_Page extract_
_ _ _ _ _ _ _

With the list of elements unique to our property, we have a framework to understand how the advice of others may or may not apply in our situation. Investigating each of these elements and putting together the findings across each element provides a baseline for estimating the impact. This estimation could be as simple as pulling your best educated guess out of the air or as complicated as building a financial model—how deep you go is up to you. Even taking the simplest path of making an educated guess will likely be good enough to guide you toward the correct path forward. At some level, all you really need to know is which elements may have a significant impact and whether it's big enough to knock your plans off course. For example, doing significant renovation to a property will nearly always increase the property tax bill, but will a $500 increase stop you from moving forward? Probably not, but a $10,000 property tax increase will probably make you reevaluate the whole deal.
With a decent understanding of how our different decisions may impact our business moving forward, we are ready to make a decision about moving forward. When we first started seeing evidence that tariffs may impact our business decisions, we took a best guess at where things may be in the future and moved forward accordingly. In our case, we estimated that impact as increasing our cost by as much as 5%. It's an educated guess that still required a good amount of thinking through. If one thing has remained constant through the centuries, it has been the fact that what politicians want and what actually happens can be two wildly different things. We may have high tariffs, low tariffs, or no tariffs. It could start tomorrow or be delayed a year. The court could uphold or strike down some or all of the law. Congress may reverse course, or one of the many other realities that make forecasting the size and timing nearly impossible. As of the writing of this post in late May '25, the US trade court had struck down all of the current tariffs. Will it be appealed? Will Congress act? Maybe...

_ _ _ _ _ _ _

_Work task_
Continue the text on estimating how property costs and tariffs affect business decisions, picking up after its final sentence. The data after this text is separate material.

_Supplied material_

_ _ _ _ _ _ _

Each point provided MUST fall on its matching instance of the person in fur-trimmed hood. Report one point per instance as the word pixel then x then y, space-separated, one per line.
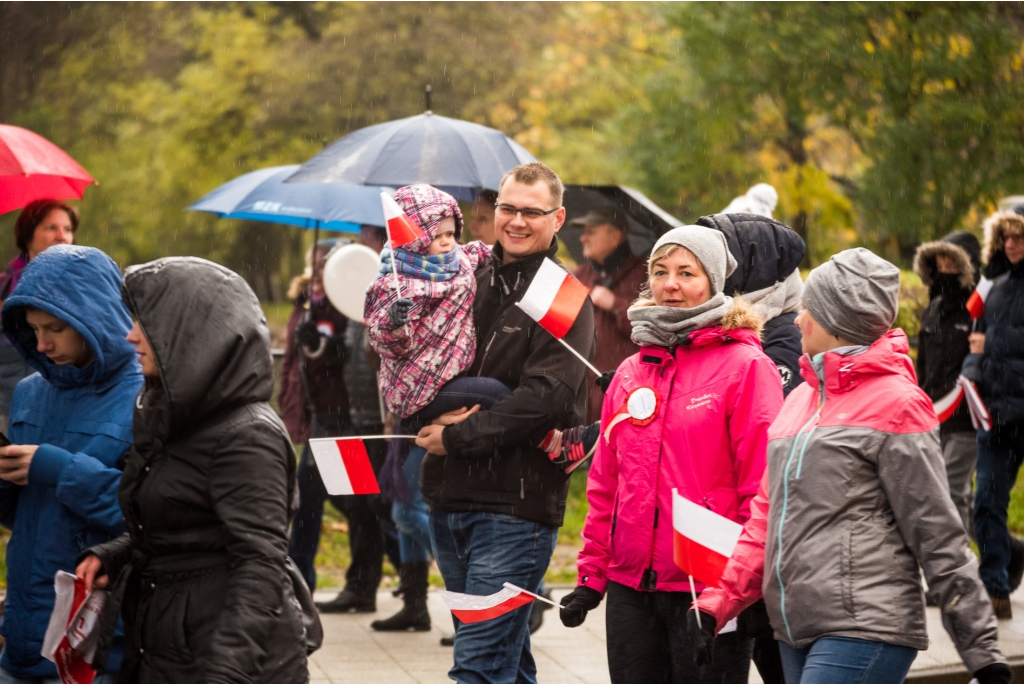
pixel 996 366
pixel 714 393
pixel 949 269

_ _ _ _ _ _ _

_Exercise result_
Uncertainty and risk come in more colors and flavors than we could possibly detail. As we learned from Murphy's Law, "Anything that can go wrong, will go wrong." Today it's tariffs, but on your next project it may be inflation, a pandemic, a change in building code, discovering a huge defect, or getting cheated by a vendor, the list is endless. In the face of shifting economic tides, the key is resilience and adaptability. Tariffs, market swings, and uncertainty will always be part of the game, but success lies in embracing the challenge, thinking critically, and staying prepared. As investors, we don't get the luxury of perfect foresight, we get the ability to plan, pivot, and push forward. So take a deep breath, assess the situation, and move forward with deliberate action. Because in this business, survival isn't about avoiding turbulence, it's about navigating through it.